_Problems to work on_
1/ According to the healthcare reform comment, whose latest column is it responding to?
2/ Transcribe the stretch of the healthcare reform comment from "What Massachusetts has" through "we find preferable.".
3/ List every action that the last paragraph of the healthcare reform comment urges with a form of the word "let."

_Text block_
※ ※ ※
Saturday, August 22, 2009

Healthcare Reform Comment

Here is my brief response to Frank Rich's latest column.

I would like national healthcare. It would be great not to worry about whether we can afford medical care for our children or have to consider the loss of benefits before switching employment. The problem is that enacting such a plan continues to move us away from the model of a restricted role for federal government where only those powers enumerated in the constitution are available to it and the rest are reserved to the people as individuals or to the many states.

You may choose to demonize our fellow citizens and lump the majority of conservatives in with the gun toting crazies but that dismissive attitude fails to illuminate their legitimate reluctance to grant ever more authority to politicians in DC.

How is it that states, not the federal government, are able to provide education to all their students yet you think it appropriate that they not do the same for health care? Maybe you don't see a difference between the roles of state and national governments except that the national government can be used as a means to achieve your goals in one swoop.

The rights we maintain, the gift of Liberty, is the result of a conscious choice on the part of our society and is only maintained by restraining the power of the government. As much as you don't want to give Republicans authority to say who can and cannot marry, so too we must not be seduced into using the awesome power of the federal government to coerce behavior that is not within it's constrained and enumerated authority.

What Massachusetts has begun let others follow. Let our states compete for workers by enacting health reform that improves their competitiveness. Let's keep the Federal Government out of anything for which it is not absolutely necessary. Failing that, let's have a real national debate and amend the Constitution if needed to facilitate the form of government we find preferable.
※ ※ ※
_Dataset entries_
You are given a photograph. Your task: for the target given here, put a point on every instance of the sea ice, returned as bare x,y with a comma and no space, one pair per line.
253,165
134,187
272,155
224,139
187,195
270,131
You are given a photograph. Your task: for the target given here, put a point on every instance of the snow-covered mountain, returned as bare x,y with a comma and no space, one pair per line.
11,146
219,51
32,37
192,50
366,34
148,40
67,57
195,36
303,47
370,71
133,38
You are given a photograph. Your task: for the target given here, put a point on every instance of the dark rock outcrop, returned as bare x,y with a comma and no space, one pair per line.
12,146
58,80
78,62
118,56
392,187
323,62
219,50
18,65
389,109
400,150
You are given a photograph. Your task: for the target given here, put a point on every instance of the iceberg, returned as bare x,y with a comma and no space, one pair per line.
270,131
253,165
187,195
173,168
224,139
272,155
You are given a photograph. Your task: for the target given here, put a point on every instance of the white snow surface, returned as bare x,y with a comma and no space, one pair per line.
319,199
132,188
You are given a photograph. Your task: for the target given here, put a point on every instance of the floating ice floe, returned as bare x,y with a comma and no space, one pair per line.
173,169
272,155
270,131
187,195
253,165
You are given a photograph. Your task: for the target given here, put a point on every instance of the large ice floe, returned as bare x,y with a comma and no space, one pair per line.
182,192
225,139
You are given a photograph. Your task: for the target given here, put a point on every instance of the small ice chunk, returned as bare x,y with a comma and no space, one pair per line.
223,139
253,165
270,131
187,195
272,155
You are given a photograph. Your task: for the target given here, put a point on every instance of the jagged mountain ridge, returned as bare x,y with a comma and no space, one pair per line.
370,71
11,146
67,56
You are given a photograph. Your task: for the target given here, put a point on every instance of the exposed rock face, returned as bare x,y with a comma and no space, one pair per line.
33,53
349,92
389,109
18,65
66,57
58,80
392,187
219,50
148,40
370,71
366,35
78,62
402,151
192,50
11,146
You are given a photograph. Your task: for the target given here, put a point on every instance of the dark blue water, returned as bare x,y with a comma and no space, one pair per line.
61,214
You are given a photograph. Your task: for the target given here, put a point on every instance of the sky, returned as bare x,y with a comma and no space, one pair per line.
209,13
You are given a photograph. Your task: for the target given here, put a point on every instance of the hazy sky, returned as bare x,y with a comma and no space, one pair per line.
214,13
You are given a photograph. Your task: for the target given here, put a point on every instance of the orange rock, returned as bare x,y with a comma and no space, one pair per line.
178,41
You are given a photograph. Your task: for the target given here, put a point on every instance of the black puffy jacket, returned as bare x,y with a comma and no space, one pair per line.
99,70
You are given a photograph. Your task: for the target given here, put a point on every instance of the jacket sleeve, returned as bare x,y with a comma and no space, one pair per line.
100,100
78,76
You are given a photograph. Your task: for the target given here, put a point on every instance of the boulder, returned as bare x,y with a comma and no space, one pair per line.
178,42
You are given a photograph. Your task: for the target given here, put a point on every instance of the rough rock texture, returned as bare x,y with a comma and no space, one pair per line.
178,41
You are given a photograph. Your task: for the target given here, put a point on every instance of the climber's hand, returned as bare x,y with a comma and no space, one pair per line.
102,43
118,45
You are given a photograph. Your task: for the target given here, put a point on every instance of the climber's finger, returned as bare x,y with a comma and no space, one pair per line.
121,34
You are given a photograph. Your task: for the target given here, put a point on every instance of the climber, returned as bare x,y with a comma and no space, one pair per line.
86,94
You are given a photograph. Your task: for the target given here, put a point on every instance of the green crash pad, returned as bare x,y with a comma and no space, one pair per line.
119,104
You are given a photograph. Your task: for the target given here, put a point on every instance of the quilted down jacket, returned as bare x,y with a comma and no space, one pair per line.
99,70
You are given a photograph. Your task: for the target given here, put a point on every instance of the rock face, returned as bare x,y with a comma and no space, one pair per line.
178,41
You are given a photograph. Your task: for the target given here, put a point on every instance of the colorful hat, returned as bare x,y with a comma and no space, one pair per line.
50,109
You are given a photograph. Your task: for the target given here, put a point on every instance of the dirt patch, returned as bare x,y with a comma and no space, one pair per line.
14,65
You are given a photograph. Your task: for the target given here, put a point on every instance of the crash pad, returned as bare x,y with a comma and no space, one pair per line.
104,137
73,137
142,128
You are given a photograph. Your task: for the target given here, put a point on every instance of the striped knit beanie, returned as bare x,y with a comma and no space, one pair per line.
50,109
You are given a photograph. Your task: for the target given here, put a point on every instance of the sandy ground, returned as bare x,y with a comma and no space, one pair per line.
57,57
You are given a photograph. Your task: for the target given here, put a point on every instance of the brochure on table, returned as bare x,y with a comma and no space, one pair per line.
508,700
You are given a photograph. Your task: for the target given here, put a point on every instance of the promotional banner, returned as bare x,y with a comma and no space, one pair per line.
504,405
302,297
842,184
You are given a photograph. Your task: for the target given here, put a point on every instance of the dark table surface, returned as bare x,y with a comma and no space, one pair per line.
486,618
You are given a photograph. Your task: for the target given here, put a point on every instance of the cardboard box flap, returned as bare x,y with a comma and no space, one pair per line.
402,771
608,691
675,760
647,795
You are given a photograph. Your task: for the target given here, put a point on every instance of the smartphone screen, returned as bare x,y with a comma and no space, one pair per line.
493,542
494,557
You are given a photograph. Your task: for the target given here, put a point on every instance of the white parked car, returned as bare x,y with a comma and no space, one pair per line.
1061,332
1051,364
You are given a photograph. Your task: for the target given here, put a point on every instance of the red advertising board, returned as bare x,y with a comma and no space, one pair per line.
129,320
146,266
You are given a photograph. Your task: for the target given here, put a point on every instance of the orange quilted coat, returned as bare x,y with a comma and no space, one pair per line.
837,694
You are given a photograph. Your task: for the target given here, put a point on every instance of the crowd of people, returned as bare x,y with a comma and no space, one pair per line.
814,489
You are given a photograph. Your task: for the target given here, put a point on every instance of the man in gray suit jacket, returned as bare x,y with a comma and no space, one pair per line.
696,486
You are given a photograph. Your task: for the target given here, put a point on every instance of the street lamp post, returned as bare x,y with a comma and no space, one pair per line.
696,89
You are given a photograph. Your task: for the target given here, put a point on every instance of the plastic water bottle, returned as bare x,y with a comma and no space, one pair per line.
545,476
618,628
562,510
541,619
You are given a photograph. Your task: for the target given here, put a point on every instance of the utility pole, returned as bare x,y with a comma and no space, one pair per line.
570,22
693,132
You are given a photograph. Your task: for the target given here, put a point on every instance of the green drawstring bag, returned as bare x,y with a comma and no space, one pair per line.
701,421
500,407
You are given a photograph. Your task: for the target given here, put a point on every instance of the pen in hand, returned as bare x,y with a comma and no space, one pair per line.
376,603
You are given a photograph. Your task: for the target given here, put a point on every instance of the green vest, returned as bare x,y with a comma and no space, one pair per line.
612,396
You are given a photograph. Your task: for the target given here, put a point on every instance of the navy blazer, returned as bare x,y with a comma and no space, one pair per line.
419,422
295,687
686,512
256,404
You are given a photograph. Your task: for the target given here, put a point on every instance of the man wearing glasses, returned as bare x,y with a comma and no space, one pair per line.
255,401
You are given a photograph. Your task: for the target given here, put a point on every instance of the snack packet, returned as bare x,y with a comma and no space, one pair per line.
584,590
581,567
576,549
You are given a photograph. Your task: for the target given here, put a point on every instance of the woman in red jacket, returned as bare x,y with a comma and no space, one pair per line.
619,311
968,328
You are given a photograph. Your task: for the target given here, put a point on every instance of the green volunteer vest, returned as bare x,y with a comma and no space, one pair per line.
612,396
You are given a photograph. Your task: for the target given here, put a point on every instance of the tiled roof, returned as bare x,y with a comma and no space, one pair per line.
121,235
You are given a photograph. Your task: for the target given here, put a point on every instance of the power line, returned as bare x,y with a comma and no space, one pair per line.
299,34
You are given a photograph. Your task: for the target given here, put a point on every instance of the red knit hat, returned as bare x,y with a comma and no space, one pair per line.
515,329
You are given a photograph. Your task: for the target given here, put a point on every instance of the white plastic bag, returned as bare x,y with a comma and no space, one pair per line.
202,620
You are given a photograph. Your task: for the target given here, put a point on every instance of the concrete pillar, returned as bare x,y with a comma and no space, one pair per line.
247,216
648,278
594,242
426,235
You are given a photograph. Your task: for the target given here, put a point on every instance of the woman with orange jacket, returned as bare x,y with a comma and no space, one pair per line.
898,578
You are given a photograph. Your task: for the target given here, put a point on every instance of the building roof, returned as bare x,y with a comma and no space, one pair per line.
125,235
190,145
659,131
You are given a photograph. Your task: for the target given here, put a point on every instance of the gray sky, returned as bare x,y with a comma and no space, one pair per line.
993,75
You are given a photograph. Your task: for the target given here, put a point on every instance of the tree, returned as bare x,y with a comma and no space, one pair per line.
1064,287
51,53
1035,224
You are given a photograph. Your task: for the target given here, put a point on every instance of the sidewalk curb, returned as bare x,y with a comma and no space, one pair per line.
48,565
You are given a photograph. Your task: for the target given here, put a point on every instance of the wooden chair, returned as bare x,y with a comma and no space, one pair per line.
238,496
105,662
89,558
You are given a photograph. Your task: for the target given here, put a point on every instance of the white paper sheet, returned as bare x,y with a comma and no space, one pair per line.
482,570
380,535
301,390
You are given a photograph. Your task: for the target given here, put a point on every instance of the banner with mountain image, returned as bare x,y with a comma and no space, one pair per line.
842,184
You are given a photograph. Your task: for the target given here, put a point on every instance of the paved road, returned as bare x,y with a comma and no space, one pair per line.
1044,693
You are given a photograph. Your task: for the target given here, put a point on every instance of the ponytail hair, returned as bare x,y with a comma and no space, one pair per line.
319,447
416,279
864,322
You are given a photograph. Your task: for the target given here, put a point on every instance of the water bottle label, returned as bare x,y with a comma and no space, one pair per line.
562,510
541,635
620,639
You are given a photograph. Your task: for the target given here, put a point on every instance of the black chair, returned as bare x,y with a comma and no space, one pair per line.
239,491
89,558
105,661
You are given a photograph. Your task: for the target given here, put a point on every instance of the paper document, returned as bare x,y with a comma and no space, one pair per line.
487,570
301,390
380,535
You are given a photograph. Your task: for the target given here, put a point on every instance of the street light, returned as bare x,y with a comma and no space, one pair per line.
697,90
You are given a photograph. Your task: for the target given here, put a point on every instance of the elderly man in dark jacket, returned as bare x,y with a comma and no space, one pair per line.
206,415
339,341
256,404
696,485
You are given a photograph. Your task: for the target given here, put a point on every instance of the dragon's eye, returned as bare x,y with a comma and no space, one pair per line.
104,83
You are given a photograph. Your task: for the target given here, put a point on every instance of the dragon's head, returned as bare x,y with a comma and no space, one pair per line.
※ ※ ※
_List of answers_
1/ Frank Rich's

2/
What Massachusetts has begun let others follow. Let our states compete for workers by enacting health reform that improves their competitiveness. Let's keep the Federal Government out of anything for which it is not absolutely necessary. Failing that, let's have a real national debate and amend the Constitution if needed to facilitate the form of government we find preferable.

3/
- Others should follow what Massachusetts has begun.
- States should compete for workers by enacting health reform that improves their competitiveness.
- The Federal Government should be kept out of anything for which it is not absolutely necessary.
- Failing that, there should be a real national debate, with the Constitution amended if needed.